## [What the exercise asks]
Return, word for word, only the lines from the one containing "Query: man in blue jeans" through the last line of the entries.
[[ Data records open ]]
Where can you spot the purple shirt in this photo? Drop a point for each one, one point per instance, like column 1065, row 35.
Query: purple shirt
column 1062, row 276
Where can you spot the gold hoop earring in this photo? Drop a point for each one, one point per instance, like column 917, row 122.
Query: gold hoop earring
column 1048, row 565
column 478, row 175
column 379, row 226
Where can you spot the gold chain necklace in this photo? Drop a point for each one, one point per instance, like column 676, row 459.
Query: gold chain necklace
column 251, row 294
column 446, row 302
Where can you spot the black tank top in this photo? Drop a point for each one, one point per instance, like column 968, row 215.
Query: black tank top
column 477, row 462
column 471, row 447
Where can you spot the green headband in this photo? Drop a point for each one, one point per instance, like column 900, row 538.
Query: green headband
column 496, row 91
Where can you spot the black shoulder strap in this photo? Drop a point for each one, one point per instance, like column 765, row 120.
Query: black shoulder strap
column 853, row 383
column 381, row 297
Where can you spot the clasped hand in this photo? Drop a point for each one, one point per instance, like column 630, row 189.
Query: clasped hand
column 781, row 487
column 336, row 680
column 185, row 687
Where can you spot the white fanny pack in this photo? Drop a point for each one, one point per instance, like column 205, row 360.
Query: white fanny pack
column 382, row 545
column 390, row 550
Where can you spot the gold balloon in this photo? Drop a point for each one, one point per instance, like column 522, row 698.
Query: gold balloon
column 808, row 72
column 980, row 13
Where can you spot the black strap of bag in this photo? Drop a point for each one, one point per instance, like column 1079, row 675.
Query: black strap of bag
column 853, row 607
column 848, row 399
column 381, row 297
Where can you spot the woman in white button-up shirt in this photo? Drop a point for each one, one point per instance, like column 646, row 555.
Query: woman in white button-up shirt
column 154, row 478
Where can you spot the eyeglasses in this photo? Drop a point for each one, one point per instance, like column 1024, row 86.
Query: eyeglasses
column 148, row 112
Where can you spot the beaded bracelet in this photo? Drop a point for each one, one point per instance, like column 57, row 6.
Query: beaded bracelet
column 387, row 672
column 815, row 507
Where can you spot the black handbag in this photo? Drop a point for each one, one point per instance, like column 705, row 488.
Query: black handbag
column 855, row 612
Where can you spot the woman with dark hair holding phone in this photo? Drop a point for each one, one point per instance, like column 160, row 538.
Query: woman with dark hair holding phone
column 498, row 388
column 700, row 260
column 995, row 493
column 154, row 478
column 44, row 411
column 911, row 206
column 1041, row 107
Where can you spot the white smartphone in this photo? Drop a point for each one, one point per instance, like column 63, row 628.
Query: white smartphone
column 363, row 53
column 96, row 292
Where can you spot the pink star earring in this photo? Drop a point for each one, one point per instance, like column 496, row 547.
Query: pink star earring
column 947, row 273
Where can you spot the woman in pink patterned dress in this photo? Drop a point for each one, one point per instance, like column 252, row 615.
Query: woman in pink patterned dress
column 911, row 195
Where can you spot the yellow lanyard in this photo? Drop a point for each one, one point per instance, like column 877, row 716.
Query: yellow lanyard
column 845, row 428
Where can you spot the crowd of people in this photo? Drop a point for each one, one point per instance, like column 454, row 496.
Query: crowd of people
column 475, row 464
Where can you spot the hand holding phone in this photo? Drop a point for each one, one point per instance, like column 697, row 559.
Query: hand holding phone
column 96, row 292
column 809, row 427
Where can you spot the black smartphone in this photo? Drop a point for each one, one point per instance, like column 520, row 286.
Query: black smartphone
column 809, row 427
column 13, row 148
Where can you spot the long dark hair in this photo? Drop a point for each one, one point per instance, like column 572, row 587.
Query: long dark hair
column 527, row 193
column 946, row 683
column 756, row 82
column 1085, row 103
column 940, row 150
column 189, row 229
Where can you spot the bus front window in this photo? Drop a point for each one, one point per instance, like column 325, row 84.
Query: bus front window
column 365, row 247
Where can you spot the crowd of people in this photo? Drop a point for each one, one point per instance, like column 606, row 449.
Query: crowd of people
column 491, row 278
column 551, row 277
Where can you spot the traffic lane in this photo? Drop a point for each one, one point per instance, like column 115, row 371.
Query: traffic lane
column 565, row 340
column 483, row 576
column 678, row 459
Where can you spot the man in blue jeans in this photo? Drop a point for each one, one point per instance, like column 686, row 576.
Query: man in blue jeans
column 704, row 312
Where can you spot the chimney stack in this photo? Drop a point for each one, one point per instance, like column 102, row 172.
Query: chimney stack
[[ Data records closed ]]
## [Response]
Query: man in blue jeans
column 704, row 312
Where can you spot the chimney stack in this photo? Drop a point for each one, one point per instance, like column 102, row 172.
Query: chimney stack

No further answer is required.